* **DIRECTIONS FOR THIS TASK**: Please print exactly the lines running from the one that contains "find the jersey sleeve" to the end of the data, with both lines included.

* **EXCERPTED RECORDS**:
**********
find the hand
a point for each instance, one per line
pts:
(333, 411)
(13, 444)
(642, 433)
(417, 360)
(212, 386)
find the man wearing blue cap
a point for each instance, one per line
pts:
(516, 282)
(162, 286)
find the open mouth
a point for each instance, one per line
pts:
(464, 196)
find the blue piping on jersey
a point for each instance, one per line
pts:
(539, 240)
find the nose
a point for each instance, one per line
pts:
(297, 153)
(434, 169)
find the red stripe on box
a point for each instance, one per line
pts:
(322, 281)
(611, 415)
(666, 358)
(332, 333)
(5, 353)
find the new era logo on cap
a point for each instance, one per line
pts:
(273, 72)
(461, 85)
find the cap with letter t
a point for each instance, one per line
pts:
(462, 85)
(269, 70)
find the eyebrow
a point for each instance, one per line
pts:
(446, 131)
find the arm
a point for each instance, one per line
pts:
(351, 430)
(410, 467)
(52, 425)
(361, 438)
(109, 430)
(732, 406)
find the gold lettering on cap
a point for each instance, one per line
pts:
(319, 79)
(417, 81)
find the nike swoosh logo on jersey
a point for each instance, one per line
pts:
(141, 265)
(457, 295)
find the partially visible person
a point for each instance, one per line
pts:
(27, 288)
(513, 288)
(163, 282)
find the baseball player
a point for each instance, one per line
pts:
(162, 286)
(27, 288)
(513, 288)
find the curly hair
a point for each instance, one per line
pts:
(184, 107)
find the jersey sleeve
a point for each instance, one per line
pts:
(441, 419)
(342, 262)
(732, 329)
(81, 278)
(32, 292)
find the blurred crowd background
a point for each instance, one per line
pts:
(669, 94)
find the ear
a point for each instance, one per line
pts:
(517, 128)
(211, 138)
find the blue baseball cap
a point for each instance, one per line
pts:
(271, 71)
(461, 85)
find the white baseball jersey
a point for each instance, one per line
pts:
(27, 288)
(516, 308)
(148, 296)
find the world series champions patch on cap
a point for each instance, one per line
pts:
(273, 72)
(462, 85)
**********
* **ANSWER FOR THE TASK**:
find the jersey sleeve
a point for each instance, one per line
pts:
(441, 419)
(342, 262)
(732, 329)
(81, 278)
(32, 292)
find the blurred crowd background
a point for each instance, one per line
pts:
(669, 94)
find the ear
a point for each instance, one per line
pts:
(517, 128)
(211, 138)
find the blue baseball cap
a point for each instance, one per line
pts:
(271, 71)
(461, 85)
find the white baseball jersey
a point for each instance, one per line
pts:
(27, 288)
(516, 308)
(148, 296)
find the world series champions patch on cap
a point for each instance, one per line
pts:
(273, 72)
(462, 85)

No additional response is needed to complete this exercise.